:: Data provided
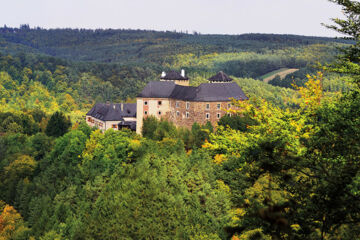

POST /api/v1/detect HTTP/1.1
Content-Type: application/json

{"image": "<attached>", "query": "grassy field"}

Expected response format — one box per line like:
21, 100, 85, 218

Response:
260, 68, 299, 83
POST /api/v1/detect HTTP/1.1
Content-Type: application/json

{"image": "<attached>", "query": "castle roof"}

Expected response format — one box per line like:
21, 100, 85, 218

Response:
208, 71, 232, 82
160, 71, 189, 80
86, 103, 136, 121
138, 81, 248, 102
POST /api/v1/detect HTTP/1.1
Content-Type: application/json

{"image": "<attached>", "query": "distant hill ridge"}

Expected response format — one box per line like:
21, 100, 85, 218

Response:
0, 25, 349, 63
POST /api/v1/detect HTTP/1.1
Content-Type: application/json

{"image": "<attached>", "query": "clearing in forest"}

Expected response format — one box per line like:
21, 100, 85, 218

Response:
260, 68, 299, 83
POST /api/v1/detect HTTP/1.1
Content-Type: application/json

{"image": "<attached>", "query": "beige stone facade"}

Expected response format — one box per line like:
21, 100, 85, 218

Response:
136, 98, 231, 134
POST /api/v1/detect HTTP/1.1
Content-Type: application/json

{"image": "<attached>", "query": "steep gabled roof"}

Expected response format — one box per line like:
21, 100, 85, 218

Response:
86, 103, 136, 121
208, 71, 232, 82
138, 82, 176, 98
138, 81, 248, 102
160, 71, 189, 80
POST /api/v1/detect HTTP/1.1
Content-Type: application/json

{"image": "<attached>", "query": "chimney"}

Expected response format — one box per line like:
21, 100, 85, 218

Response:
181, 69, 185, 77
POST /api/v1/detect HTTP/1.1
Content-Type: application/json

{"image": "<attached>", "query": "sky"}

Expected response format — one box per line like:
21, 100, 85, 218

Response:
0, 0, 343, 37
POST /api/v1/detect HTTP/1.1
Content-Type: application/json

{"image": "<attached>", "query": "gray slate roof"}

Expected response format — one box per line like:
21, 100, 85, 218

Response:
208, 71, 232, 82
138, 81, 248, 102
160, 71, 189, 80
86, 103, 136, 121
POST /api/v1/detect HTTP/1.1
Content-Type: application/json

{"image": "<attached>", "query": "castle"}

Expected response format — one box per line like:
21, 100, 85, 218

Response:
86, 70, 248, 134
::::
▸ **Exercise prompt**:
Show each line of the data that contains the word "castle".

▸ **Exercise output**:
{"image": "<attached>", "query": "castle roof"}
{"image": "<attached>", "query": "castle"}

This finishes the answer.